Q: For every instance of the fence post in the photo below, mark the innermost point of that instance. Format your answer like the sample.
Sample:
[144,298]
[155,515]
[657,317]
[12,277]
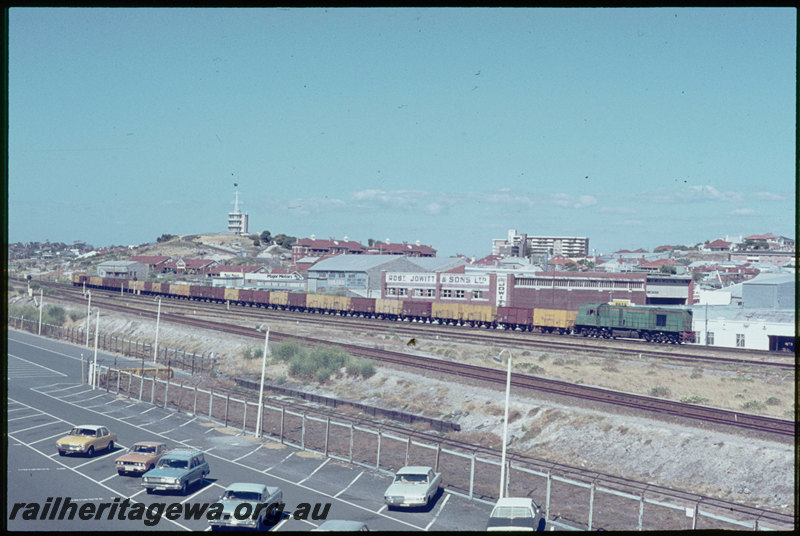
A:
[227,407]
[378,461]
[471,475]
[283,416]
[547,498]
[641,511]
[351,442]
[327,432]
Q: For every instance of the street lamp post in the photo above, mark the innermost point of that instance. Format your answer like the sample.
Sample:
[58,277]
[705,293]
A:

What is required | Copy the records above line for line, leaving out the pictures.

Exercise output |
Q: For every instance of the fence post in the photo below, mark the innermost point of that instance. Format your answer like the sample.
Sample:
[144,298]
[155,515]
[657,317]
[12,277]
A:
[227,407]
[378,461]
[471,475]
[283,416]
[547,498]
[641,511]
[351,442]
[327,432]
Q: For every instance of the street lamp post in the photo above, mark the innermost point of that instance. Format your answer like the sample.
Sample:
[58,277]
[705,293]
A:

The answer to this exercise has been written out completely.